### [STATED PROBLEM]
Copy the lines of the listing below word for word, from its start through the line containing "POLYGON ((164 272, 174", including that line. Leave the pictures out of your copy.
>> Begin GIVEN DATA
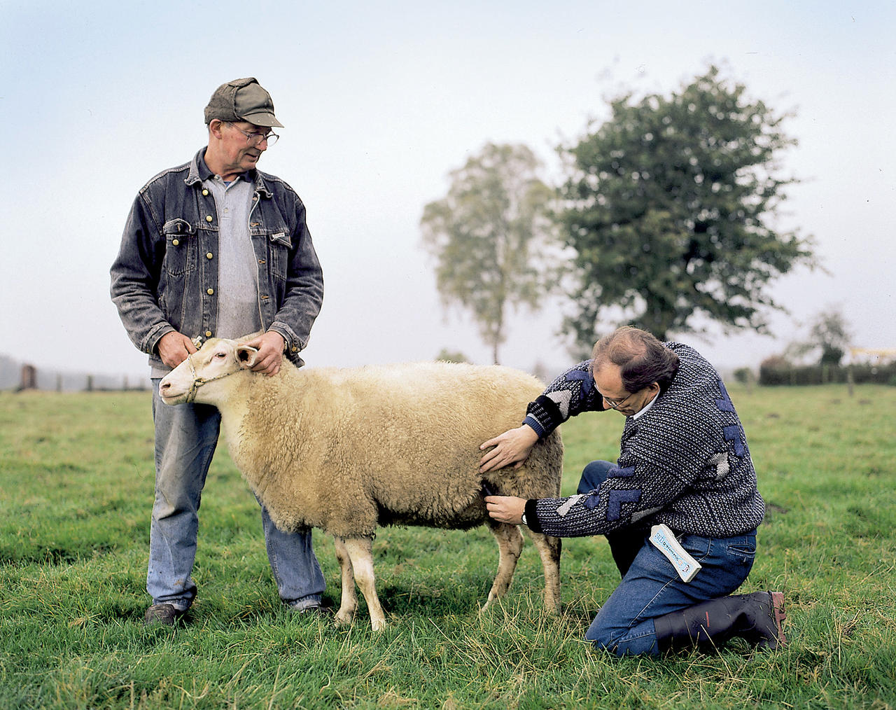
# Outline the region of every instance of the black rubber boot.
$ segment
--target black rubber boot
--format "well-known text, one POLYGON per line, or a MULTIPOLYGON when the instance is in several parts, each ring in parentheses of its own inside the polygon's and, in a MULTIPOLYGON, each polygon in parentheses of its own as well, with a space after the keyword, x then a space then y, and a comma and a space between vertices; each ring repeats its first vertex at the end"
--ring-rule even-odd
POLYGON ((702 602, 659 617, 653 623, 660 652, 721 648, 732 636, 773 651, 787 643, 781 629, 786 618, 780 592, 754 592, 702 602))

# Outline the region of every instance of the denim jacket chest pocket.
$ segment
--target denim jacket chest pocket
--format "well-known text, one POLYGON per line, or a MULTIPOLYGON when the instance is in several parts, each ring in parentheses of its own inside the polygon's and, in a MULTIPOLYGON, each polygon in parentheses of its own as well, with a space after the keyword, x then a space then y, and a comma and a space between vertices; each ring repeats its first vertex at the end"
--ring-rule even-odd
POLYGON ((273 277, 275 283, 285 282, 292 251, 292 238, 286 225, 275 223, 268 226, 253 221, 249 223, 249 228, 259 263, 267 265, 266 271, 273 277))
POLYGON ((164 272, 174 277, 195 272, 199 251, 195 227, 178 217, 165 222, 162 234, 165 237, 164 272))

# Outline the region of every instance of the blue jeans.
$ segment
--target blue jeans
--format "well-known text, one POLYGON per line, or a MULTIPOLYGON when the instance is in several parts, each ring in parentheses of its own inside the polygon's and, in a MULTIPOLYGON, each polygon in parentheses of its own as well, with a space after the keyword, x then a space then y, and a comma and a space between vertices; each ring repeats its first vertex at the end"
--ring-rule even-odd
MULTIPOLYGON (((199 505, 218 443, 220 414, 207 404, 169 406, 153 379, 156 428, 156 494, 150 525, 146 591, 152 603, 183 610, 193 603, 196 584, 190 573, 196 558, 199 505)), ((311 542, 311 530, 278 530, 262 507, 268 559, 280 598, 298 608, 320 603, 323 575, 311 542)))
MULTIPOLYGON (((600 487, 615 464, 592 461, 579 492, 600 487)), ((598 612, 585 638, 617 655, 657 654, 653 619, 701 602, 727 596, 746 579, 756 553, 755 531, 731 538, 683 535, 679 541, 702 568, 688 583, 649 541, 650 530, 629 527, 607 536, 622 582, 598 612)))

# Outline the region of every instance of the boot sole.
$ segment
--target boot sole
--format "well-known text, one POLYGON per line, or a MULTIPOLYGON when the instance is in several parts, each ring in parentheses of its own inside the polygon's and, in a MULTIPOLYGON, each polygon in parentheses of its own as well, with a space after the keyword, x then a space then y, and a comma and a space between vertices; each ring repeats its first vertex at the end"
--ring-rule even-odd
POLYGON ((784 593, 782 592, 769 592, 771 597, 771 617, 775 619, 775 629, 778 632, 776 641, 770 641, 766 648, 775 650, 787 645, 787 636, 784 636, 784 628, 781 626, 787 619, 787 612, 784 611, 784 593))

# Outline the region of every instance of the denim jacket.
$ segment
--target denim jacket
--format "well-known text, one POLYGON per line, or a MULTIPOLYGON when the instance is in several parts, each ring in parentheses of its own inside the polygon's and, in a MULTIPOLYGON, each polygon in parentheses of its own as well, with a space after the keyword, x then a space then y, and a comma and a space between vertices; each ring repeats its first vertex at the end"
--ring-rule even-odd
MULTIPOLYGON (((156 344, 177 330, 197 344, 215 335, 218 315, 218 214, 202 187, 205 149, 165 170, 137 195, 110 274, 112 301, 131 341, 162 364, 156 344)), ((280 178, 253 170, 249 234, 258 260, 258 308, 263 330, 299 351, 323 300, 321 265, 305 223, 305 205, 280 178)))

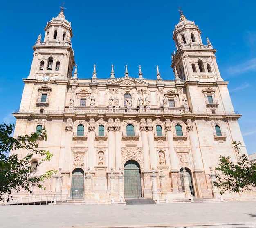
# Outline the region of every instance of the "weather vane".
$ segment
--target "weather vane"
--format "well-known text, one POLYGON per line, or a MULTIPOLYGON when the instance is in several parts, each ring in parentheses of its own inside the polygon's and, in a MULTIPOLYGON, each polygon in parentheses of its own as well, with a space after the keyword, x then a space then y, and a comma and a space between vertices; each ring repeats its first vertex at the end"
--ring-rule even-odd
POLYGON ((64 12, 64 9, 67 9, 66 8, 64 7, 64 5, 65 4, 65 3, 64 3, 64 2, 62 2, 62 5, 60 7, 60 8, 61 8, 61 12, 64 12))
POLYGON ((179 5, 178 8, 179 8, 179 11, 180 11, 180 14, 181 16, 183 15, 183 11, 181 10, 181 8, 182 8, 182 7, 179 5))

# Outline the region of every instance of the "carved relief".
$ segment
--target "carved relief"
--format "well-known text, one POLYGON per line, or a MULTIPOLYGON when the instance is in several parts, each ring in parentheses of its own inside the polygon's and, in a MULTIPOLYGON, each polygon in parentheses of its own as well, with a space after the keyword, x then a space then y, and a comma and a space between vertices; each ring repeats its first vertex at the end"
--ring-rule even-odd
POLYGON ((137 157, 142 154, 141 147, 121 147, 121 155, 123 157, 137 157))

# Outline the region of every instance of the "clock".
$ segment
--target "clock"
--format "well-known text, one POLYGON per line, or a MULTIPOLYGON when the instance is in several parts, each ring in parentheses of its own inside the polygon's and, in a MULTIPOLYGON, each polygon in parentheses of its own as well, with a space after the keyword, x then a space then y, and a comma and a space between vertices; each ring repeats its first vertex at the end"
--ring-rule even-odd
POLYGON ((50 80, 50 76, 45 76, 43 78, 43 80, 44 82, 48 82, 50 80))

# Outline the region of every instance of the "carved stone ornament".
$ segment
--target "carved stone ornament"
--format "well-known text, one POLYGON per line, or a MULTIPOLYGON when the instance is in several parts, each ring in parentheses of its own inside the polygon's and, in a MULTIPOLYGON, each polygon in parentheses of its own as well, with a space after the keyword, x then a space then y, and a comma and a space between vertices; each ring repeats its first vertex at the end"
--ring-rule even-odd
POLYGON ((121 82, 120 84, 123 85, 134 85, 134 83, 130 80, 126 79, 121 82))
POLYGON ((73 130, 73 121, 72 119, 67 119, 66 123, 66 131, 73 130))
POLYGON ((137 157, 141 156, 141 147, 121 147, 121 154, 122 156, 137 157))
POLYGON ((126 121, 127 124, 133 124, 134 121, 132 119, 129 119, 126 121))
POLYGON ((74 156, 73 165, 84 165, 84 154, 75 153, 74 156))
POLYGON ((174 151, 177 152, 182 152, 188 153, 190 151, 190 148, 189 147, 174 147, 174 151))

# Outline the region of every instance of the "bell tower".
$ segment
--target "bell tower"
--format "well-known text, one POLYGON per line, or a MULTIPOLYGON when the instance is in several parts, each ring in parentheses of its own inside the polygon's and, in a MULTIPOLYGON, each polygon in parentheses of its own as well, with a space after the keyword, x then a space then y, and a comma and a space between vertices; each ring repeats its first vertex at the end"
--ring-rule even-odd
POLYGON ((43 41, 39 35, 33 49, 34 57, 29 79, 43 80, 71 78, 75 65, 71 38, 71 23, 65 19, 64 8, 57 17, 47 22, 43 41))
POLYGON ((171 67, 176 67, 180 79, 186 81, 223 81, 216 62, 216 49, 208 38, 207 45, 203 44, 198 27, 179 11, 180 22, 173 32, 176 51, 172 53, 171 67))

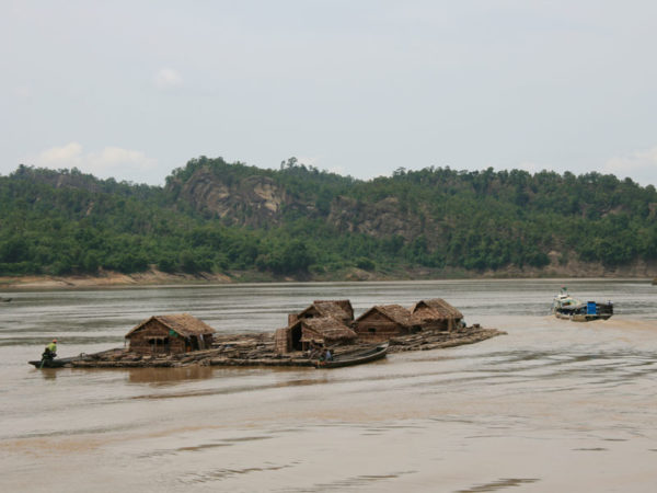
>> End GIVEN DATA
### [RESULT OF THE TASK]
# Outline the region of every instance of the black rubber boot.
$ segment
--target black rubber boot
--format "well-known text, one POLYGON per line, or a MULTIPOLYGON when the instance is in several parts, each ring in parentheses of its own inside the polygon's and, in a MULTIPOLYGON, each polygon in parentheses of its own as well, with a space after the keyword, x then a space then y, and a comma and a space between vertices; each ring repeats its first vertex at the end"
--ring-rule even-odd
POLYGON ((702 602, 659 617, 653 623, 660 652, 721 648, 732 636, 773 651, 787 643, 781 629, 786 618, 780 592, 754 592, 702 602))

# Outline the region of every instance of the denim jacket chest pocket.
$ segment
--target denim jacket chest pocket
--format "well-known text, one POLYGON per line, or a MULTIPOLYGON when the instance is in several parts, each ring in parentheses of its own inside the polygon's and, in a MULTIPOLYGON, each polygon in parentheses of its own as well, with a space after the keyword, x then a space then y, and a comma and a space between vertices; each ring repeats its first vertex at the end"
--ring-rule even-odd
POLYGON ((273 277, 275 283, 285 282, 292 251, 292 238, 286 225, 275 223, 268 226, 253 221, 249 223, 249 228, 259 263, 267 265, 266 271, 273 277))
POLYGON ((164 272, 174 277, 195 272, 199 251, 195 227, 178 217, 165 222, 162 234, 165 237, 164 272))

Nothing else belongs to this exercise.